問題 1 -
EVの充電についての文章で、筆者が使っている普通充電の電圧と出力はいくつですか?

本文抜粋 -

================================

EVの自宅充電は寝ている間に完結!給油の手間が省ける

 EVの魅力は自宅充電できること。その最大の魅力は、「気がついたら充電されている」ことだ。これを一度体験すると、わざわざスタンドに立ち寄るという概念そのものが過去のものになる。筆者は普通充電(200V 3kW)を活用しており、深夜の安価な電力プランを選べば、1kWhあたり27円前後で済む。バッテリー残量が半分でも、寝ている間に朝には80%近くまで回復している。

 筆者の場合、通勤・買い物の移動を合わせて1日30〜40km走るが、充電頻度は2〜3日に一度、夜にケーブルを繋いでおくだけ。ガソリン車のように「残量が少ないからスタンドへ寄る」という発想を捨てられるのは大きい。特に都市部や郊外で日々の移動距離が30〜40km程度なら、週に数回の充電ですら不要になる。SEALクラスなら2週間は無充電でもこなせるだろう。

 さらに経済的なメリットも無視できない。SEALクラスの大容量バッテリー車両でも自宅充電はフル充電で2300円前後。基本料金込みでも3000円前後で530kmは問題なく走破できる。契約している電力プランに加え、太陽光発電や家庭用蓄電池があればもっとコストを抑えることも可能。自宅充電ができる環境ならEVは燃料費をぐっと抑えることができる。

自宅充電は時間も気にせず使えて便利だ

EVの急速充電は正直なところ「待つ」のが現実。不満やもどかしさを感じた場面も

 自宅充電ができれば柔軟性は高いとはいえ、外出先でのEVの急速充電において「待つ」時間はどうやっても避けられない。

EVの場合、たとえば長距離の出張帰りに残量20%の状態で目的地へ到着し、そのまま帰路につくには必ず充電が必要。ガソリン車のように「5分で完了」とはいかないため、予定がタイトな時や早く帰りたい時には待ち時間が正直もどかしい。

 場合によっては時間短縮のために早く充電できるスポットへ寄り道しなければならず、道中も100km/hを超える高速走行は電費を考えると控えたい。突発的な予定に際し、時間的な制約が生まれてしまう点はガソリン車と比較して不満に感じた。

あとは複数の車両で移動する場合や同乗者が複数いる場合も神経を使う。電費を考慮してペースやルート設定に気を使ったり、休憩場所や間隔もEVの充電タイミングに合わせなければならない場面も想定される。同乗者が必ずしもEVの特性や苦手なシーンを熟知しているわけでもない。

航続距離も伸び、充電速度も高速になったとはいえ、日本のインフラではまだEVは万能というわけではなく、色々と気を遣う、気を遣わせてしまう場面は出てくる。

このほかには旅程崩壊しやすいリスクがある。予定していた充電スポットが使えなかったり、様々な理由で出力が抑えられて思ったよりも充電できていないこともある。高速道路では充電器の故障リスクは少ない方だが、行楽シーズンの充電待ちや2口タイプの同時使用による出力低下が考えられる。ガソリン車よりも旅程崩壊するリスクが大きい点は事実だ。

================================

表示記録 -
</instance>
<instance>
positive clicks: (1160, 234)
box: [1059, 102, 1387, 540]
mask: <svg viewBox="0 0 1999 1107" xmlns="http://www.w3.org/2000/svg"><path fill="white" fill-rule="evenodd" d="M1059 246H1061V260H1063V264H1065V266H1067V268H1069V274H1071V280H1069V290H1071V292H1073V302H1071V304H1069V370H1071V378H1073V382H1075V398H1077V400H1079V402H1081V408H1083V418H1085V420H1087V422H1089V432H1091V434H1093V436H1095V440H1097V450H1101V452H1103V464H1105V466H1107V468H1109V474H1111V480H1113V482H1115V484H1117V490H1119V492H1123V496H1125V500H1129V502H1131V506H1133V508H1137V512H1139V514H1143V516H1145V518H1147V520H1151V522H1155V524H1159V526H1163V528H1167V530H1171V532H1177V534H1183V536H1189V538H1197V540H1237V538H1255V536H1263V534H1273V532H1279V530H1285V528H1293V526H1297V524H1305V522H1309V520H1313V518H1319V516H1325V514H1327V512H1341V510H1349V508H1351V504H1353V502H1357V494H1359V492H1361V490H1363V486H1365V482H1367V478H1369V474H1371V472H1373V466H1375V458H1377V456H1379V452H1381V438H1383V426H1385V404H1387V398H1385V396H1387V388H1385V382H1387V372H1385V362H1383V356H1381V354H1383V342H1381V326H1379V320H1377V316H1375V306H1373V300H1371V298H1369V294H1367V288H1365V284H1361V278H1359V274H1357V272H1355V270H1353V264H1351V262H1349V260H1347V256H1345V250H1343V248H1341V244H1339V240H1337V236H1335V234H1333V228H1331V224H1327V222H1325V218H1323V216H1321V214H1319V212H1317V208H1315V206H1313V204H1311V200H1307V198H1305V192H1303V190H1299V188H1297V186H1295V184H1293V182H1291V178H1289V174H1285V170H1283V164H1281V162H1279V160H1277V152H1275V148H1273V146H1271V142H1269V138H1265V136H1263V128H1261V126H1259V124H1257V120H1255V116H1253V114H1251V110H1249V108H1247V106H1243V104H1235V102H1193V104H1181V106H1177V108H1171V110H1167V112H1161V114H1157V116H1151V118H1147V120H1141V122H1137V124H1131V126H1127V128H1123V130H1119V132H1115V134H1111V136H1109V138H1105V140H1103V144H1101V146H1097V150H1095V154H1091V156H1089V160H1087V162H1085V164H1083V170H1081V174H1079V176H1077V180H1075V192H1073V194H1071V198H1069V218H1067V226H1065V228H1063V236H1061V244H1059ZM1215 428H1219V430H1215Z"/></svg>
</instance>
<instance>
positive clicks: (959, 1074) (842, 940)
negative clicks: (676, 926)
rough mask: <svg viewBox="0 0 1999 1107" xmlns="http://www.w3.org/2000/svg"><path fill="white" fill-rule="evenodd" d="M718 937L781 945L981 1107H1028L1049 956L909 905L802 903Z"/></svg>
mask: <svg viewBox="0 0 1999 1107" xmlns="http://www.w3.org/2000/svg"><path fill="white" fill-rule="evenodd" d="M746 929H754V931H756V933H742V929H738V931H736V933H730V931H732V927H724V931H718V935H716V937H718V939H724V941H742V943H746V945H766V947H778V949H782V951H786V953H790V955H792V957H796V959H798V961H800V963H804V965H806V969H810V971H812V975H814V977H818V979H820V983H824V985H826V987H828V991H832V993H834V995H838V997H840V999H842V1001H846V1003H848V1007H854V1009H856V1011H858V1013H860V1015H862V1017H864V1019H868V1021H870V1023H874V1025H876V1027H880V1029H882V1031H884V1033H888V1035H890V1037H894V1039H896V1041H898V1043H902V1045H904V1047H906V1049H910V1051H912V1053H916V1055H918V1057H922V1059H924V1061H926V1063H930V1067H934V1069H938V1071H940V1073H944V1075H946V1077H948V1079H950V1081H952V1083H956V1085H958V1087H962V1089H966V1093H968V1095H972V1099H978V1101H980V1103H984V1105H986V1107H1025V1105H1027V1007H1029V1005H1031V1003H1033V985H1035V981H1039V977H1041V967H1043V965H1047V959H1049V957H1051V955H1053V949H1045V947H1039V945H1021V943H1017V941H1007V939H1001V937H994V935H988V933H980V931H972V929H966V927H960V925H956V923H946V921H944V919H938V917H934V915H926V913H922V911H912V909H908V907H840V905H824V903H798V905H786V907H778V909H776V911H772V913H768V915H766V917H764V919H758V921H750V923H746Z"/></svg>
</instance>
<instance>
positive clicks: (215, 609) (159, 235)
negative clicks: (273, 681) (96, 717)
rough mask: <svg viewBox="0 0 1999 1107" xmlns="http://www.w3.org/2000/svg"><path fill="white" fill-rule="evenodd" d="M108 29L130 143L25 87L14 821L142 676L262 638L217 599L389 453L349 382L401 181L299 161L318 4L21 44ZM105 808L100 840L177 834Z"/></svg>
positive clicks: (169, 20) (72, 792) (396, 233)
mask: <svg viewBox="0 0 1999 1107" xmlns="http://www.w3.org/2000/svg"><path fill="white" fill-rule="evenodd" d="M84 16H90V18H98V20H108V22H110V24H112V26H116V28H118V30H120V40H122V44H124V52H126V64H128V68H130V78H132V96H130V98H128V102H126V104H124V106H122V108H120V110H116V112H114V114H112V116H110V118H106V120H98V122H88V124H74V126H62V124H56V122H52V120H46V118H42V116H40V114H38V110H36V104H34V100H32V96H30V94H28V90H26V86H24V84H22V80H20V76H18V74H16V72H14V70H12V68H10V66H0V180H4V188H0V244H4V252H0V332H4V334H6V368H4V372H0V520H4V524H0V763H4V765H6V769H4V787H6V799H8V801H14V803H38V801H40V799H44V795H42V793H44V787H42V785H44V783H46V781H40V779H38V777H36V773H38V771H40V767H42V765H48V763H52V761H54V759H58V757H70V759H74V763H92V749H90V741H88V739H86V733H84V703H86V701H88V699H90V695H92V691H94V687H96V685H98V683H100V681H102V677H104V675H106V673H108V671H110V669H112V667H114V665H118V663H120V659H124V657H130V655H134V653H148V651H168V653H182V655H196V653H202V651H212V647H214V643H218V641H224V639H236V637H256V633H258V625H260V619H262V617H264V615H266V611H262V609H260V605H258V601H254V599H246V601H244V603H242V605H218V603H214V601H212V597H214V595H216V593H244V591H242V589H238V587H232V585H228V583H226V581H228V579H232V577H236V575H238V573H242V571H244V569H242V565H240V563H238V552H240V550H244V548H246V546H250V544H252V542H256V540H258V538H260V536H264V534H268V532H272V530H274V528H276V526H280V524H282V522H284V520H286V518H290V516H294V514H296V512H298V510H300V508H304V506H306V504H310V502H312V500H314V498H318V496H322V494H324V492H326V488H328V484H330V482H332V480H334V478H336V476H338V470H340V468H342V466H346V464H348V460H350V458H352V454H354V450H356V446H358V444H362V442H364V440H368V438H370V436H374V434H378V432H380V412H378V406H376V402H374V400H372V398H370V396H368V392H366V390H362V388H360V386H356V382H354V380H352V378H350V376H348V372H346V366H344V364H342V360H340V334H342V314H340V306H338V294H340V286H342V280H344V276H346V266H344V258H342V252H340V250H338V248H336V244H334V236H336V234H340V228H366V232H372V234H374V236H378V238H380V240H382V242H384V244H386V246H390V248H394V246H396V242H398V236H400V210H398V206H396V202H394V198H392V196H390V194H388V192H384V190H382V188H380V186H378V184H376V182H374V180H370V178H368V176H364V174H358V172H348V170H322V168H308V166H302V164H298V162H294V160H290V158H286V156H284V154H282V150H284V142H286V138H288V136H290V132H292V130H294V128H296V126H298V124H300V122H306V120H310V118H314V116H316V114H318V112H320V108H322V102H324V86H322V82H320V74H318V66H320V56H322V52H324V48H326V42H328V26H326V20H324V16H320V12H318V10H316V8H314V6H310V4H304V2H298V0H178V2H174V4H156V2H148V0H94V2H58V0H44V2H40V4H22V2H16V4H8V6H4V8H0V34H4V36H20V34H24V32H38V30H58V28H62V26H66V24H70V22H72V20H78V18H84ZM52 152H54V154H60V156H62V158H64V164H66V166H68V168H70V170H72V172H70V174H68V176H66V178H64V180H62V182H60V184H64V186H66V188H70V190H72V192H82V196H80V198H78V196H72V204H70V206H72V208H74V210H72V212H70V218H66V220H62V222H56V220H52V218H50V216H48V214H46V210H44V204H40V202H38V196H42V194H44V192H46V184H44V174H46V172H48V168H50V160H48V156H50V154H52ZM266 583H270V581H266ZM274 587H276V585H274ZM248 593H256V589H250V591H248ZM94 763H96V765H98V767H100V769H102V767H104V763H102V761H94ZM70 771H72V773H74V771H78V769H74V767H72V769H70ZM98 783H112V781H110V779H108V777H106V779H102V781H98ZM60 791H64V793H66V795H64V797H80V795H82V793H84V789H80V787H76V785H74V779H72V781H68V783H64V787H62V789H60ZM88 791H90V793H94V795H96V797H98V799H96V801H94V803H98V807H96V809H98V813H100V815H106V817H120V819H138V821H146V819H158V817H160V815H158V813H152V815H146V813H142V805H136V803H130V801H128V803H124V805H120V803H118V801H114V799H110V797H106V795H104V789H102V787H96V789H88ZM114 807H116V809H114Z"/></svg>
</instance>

================================

問題 2 -
記録の冒頭から「box: [1059, 102, 1387, 540]」を含む行までの範囲で、「positive clicks」を「include clicks」に置き換えてください。ほかは変えず、その範囲の行だけを示してください。

解答 1 -
200V、3kWです。

解答 2 -
</instance>
<instance>
include clicks: (1160, 234)
box: [1059, 102, 1387, 540]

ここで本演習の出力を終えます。